*** Opening of Extracted text ***

Public health expert Dr Vandana Prasad acknowledges that hospitals may prefer to hire female nurses because they are perceived to be more deferential and obedient, but added that this was an acceptable skew given the prejudices women face elsewhere. “Nursing is a big source of livelihood for women, and is one of the few areas where care work done by women is actually remunerated,” she said. “Women’s opportunities for remunerative work do need some protection, but women also need to speak up for their rights a lot more.”

Prasad believes the key problems are broader. She argued that hospital administrations need to focus less on gender-based reservations and more on improving working conditions and wages for all nurses. “The main point is that all nurses get a raw deal in this field, men and women,” she said.

Male nurses and nursing students, however, do not readily agree with such a catholic description of the problem. In a field with seemingly reversed gender power structures, these men are in the rare position of experiencing many of the injustices that women have always faced in everyday life: being marginalised and underrepresented, being stigmatised for their choices, and having to limit themselves because of their gender.

Shoeb Khan, for instance, struggles with enduring social disapproval of his allegedly effeminate career choice. The 21-year-old, who grew up in Mumbai’s Mankhurd slums, chose nursing to pull his family out of poverty. In 2019, he completed a six-month course in basic nursing from a private college, and is now enrolled in a three-year general nursing course.

“But my family has been completely against my choice. They ask me, kya ladkiyon ka kaam karna hai? Do you want to do girls’ work?” said Khan. His family has stopped the jibes in recent months, after Khan began earning Rs 36,000 per month as a private nurse for a male patient. “But my cousin who works in a pharmacy has asked me to join his field, because he thinks it is at least a man’s line of work.”

Shoeb Khan's family stopped mocking him for his supposedly effeminate career choice once he began earning a substantial salary from it. Photo courtesy: Shoeb Khan

After over a decade in the nursing field, Jibin’s bigger grouse is the way in which the identities of male nurses are erased within the field.

“In college classrooms, conferences and every other platform, nurses are always referred to with the ‘she’ pronoun. Of course this will bother male students and nurses,” he said.

“Even the designations used in nursing are feminine, like ‘matron’ and ‘sister tutor’,” he added. “Male tutors get called ‘sister tutor’ on their offer letters even today.”

Samuel Sathe, meanwhile, has had to trim his ambitions and reshape his entire career plan because of his gender.

After being rejected from hospitals that only hire women, Sathe has decided to do what many male nurses do – work in private, home-based nursing, where men and women are required in equal numbers. To complete his unfinished degree, Sathe has also enrolled himself in a distance learning BSc in nursing from Karnatak University. His plan, initially, was to follow this up with a Master’s in gynaecological nursing.

*** Close of Extracted text ***

What needs to be done
Translate this sentence from the piece on male nurses into Spanish: "Samuel Sathe, meanwhile, has had to trim his ambitions and reshape his entire career plan because of his gender."

*** Opening of Extracted entries ***

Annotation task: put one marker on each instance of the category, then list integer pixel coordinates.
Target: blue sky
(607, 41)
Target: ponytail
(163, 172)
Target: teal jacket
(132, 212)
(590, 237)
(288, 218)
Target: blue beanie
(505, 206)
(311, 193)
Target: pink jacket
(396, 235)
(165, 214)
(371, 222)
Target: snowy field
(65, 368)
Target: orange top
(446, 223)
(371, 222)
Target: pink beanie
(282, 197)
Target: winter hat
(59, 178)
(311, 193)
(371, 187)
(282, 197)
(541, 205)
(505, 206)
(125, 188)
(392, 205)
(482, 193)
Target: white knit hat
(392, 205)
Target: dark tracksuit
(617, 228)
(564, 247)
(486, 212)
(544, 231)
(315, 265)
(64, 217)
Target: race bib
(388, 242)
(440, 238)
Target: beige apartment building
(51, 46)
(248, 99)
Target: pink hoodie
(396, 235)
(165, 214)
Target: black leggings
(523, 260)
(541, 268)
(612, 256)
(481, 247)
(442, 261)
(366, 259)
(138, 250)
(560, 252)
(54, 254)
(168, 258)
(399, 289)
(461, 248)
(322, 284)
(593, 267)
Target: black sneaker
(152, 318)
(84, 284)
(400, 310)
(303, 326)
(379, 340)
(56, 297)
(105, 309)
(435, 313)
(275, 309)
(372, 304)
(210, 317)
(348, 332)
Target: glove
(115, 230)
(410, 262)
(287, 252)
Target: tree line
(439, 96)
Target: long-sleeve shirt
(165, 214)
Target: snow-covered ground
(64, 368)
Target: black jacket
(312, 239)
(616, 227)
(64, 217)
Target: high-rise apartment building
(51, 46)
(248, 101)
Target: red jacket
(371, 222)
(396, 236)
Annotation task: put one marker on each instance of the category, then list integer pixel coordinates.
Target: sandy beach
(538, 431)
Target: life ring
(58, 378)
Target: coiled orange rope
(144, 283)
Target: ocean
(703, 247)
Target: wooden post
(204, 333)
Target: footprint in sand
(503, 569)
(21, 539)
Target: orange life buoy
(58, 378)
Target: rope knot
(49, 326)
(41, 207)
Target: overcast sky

*** Close of Extracted entries ***

Expected answer
Samuel Sathe, por su parte, ha tenido que recortar sus ambiciones y rehacer todo su plan profesional debido a su género.